▶ _TASK BRIEF_
Please copy all the lines that follow, word for word.

Records:

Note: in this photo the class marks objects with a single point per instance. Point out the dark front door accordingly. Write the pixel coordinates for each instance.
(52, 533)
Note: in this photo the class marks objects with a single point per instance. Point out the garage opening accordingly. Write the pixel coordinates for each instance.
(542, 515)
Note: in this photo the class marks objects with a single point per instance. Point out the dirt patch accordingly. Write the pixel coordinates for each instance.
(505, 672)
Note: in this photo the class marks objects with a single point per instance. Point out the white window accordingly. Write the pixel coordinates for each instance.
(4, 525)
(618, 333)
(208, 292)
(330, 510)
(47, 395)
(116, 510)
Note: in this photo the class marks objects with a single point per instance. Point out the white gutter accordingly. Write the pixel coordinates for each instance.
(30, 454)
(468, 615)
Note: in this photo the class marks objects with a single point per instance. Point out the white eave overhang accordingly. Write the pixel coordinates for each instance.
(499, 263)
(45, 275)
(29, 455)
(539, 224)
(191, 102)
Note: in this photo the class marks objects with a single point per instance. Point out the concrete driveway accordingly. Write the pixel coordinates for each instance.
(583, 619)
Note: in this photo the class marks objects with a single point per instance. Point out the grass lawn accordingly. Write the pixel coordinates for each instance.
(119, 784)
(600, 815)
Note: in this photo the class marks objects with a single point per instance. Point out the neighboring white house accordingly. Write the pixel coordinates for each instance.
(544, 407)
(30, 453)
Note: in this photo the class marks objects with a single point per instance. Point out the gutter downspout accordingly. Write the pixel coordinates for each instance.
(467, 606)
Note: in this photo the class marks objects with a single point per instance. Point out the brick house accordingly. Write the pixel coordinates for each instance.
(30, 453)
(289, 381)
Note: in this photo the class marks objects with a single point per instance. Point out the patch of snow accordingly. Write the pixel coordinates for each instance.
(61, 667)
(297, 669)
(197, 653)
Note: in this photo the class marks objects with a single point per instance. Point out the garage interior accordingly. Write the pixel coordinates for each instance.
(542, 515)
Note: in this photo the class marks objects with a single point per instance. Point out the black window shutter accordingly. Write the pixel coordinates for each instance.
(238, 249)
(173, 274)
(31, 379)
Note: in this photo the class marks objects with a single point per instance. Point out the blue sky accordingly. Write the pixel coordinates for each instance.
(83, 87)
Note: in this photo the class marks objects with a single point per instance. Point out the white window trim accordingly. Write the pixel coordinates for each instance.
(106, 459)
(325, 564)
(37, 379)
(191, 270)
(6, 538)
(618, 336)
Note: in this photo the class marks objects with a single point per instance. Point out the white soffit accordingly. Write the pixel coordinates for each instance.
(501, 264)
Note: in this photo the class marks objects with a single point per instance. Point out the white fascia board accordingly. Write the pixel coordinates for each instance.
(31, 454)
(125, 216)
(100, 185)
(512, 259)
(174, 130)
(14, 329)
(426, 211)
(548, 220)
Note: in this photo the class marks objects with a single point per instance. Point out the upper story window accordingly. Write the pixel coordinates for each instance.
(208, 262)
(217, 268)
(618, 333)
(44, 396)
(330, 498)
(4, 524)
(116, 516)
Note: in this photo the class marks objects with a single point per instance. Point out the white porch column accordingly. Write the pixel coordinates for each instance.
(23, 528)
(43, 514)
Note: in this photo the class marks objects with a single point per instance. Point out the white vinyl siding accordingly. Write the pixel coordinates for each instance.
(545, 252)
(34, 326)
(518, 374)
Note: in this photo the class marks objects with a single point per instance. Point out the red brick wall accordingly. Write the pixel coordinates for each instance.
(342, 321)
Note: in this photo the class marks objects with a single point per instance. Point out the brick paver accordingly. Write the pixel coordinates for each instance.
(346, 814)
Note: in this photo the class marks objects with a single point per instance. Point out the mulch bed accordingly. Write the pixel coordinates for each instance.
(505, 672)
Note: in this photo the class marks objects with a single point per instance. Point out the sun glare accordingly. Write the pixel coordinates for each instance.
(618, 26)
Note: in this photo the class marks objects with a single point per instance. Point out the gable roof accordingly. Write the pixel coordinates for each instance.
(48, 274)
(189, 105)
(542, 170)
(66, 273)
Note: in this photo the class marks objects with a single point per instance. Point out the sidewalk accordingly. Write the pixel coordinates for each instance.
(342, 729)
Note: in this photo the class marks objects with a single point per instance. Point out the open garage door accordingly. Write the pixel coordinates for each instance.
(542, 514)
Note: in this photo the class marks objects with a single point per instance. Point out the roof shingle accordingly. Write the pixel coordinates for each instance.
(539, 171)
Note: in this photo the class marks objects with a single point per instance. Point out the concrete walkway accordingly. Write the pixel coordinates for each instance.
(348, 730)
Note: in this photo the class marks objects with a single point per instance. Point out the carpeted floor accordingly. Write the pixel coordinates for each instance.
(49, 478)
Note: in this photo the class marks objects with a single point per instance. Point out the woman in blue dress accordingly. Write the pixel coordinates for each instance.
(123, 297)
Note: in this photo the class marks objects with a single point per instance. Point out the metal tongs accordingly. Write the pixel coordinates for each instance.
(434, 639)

▶ _FINAL RESULT_
Note: in this photo the class marks objects with a single point per instance. Point out the dark front door accordingly. Write the pixel coordinates for each instance.
(52, 533)
Note: in this photo the class marks objects with a single point per instance. Point out the garage opening accordingly. Write the pixel coordinates for each instance.
(542, 515)
Note: in this photo the class marks objects with a single point per instance. Point out the dirt patch accordingly. Write the pixel coordinates for each instance.
(505, 672)
Note: in this photo the class marks objects with a single point per instance. Point out the white window accordingly. Write the pixel coordinates for each instance.
(4, 525)
(618, 333)
(208, 292)
(330, 510)
(47, 395)
(116, 510)
Note: in this photo the class marks objects with a single point per instance. Point out the white gutter accordingly. Write the pixel coordinates for each instance.
(30, 454)
(468, 615)
Note: in this photo the class marks objects with a single point per instance. Point out the white eave overhang accordingly. Write the pixel coordinates for each instance.
(499, 263)
(45, 275)
(29, 455)
(539, 224)
(191, 102)
Note: in this photo the class marks objects with a single point per instance. Point out the concrete driveway accordingly. Write the pixel coordinates for each instance.
(583, 619)
Note: in this photo the class marks objects with a single point per instance. Point out the grass lawn accordingly. Write the pixel coordinates for each instance.
(119, 784)
(600, 815)
Note: in this photo the class marks objects with a single point per instance. Point out the neighboring white house accordingly. Write the pixel coordinates for each instance.
(544, 407)
(30, 453)
Note: in this photo the class marks objects with a single point per instance. Point out the gutter downspout accordingly. Write the pixel coordinates for each instance.
(467, 606)
Note: in this photo the class marks objects with a single point per instance. Point out the brick house accordingly. Write the pixel coordinates for each instance.
(30, 453)
(289, 381)
Note: in this photo the class marks objects with a single point per instance. Point out the patch of snow accordingly. Write the pixel coordinates for each instance.
(61, 667)
(297, 669)
(197, 653)
Note: in this photo the class marks objects with a single point per instance. Point out the garage interior accordingly. Write the pixel coordinates for each instance.
(542, 515)
Note: in this photo the class marks objects with a single point per instance. Point out the black window shutter accordingly. Write the pixel coordinates for each instance.
(238, 249)
(173, 274)
(31, 379)
Note: in this photo the class marks objects with a single point per instance. Point out the blue sky accordingly. Write the pixel coordinates for each instance.
(83, 87)
Note: in this photo the class marks objects with a single point per instance. Point out the white window trim accordingly. Write the pixel coordinates for each instance.
(106, 459)
(325, 564)
(37, 379)
(191, 270)
(6, 538)
(618, 336)
Note: in this photo the class marks objects with a single point per instance. Point out the white soffit accordingly. Write the pixel coordinates for each instance.
(501, 264)
Note: in this photo the class marks objects with a single point per instance. Point out the white fascia board accordingly. Write the pixel coordinates for each instance.
(31, 454)
(125, 216)
(100, 185)
(512, 259)
(174, 130)
(14, 329)
(426, 211)
(548, 220)
Note: in this photo the class marks objects with a single point per instance. Point out the upper story window accordingly. Write the pixel coordinates for each instance.
(208, 262)
(217, 268)
(618, 333)
(44, 396)
(330, 498)
(4, 524)
(116, 516)
Note: in this photo the class marks objects with a single point per instance. Point out the white porch column accordingly. Write the pixel coordinates for each instance.
(23, 528)
(43, 514)
Note: in this photo the class marks objects with a single point per instance. Point out the white vinyl siding accordingly. Write the pixel coordinates for each instance.
(545, 252)
(34, 326)
(518, 374)
Note: in this photo the class marks objects with a single point per instance. Point out the red brick wall accordingly. Write the pixel coordinates for each instance.
(342, 321)
Note: in this photo the class marks objects with a single point per instance. Point out the brick paver accordingly. Write the pixel coordinates for each instance.
(346, 814)
Note: in this photo the class marks objects with a single point per instance. Point out the mulch bed accordingly. Write the pixel coordinates for each instance.
(505, 672)
Note: in this photo the class marks objects with a single point per instance. Point out the sun glare accordingly. Write the pixel coordinates for each instance.
(618, 26)
Note: in this photo the class marks objects with a single point per instance. Point out the gable roof accordingly. Write the pixel coordinates for each instance.
(48, 274)
(189, 105)
(542, 170)
(66, 273)
Note: in this photo the class marks objects with a single point per instance. Point out the sidewalk accordingly. Write the pixel coordinates for each instance.
(342, 729)
Note: in this photo the class marks objects with a single point per instance. Point out the open garage door accordingly. Write the pixel coordinates for each instance.
(542, 514)
Note: in this photo the class marks objects with a single point per instance. Point out the roof shingle accordingly. Write the pixel coordinates for each instance.
(539, 171)
Note: in this photo the class marks objects with a single point per instance. Point out the concrete walkway accordingly. Write the pixel coordinates for each instance.
(348, 730)
Note: in this photo the class marks objects with a single point per instance. Point out the carpeted floor accordingly. Write the pixel coordinates for each instance.
(49, 478)
Note: in this photo the class marks objects with a single point per instance. Point out the woman in blue dress accordingly. Write the pixel coordinates for each instance.
(123, 297)
Note: in this photo the class marks objects with a single point per instance. Point out the metal tongs accordingly. Write the pixel coordinates for each instance.
(434, 639)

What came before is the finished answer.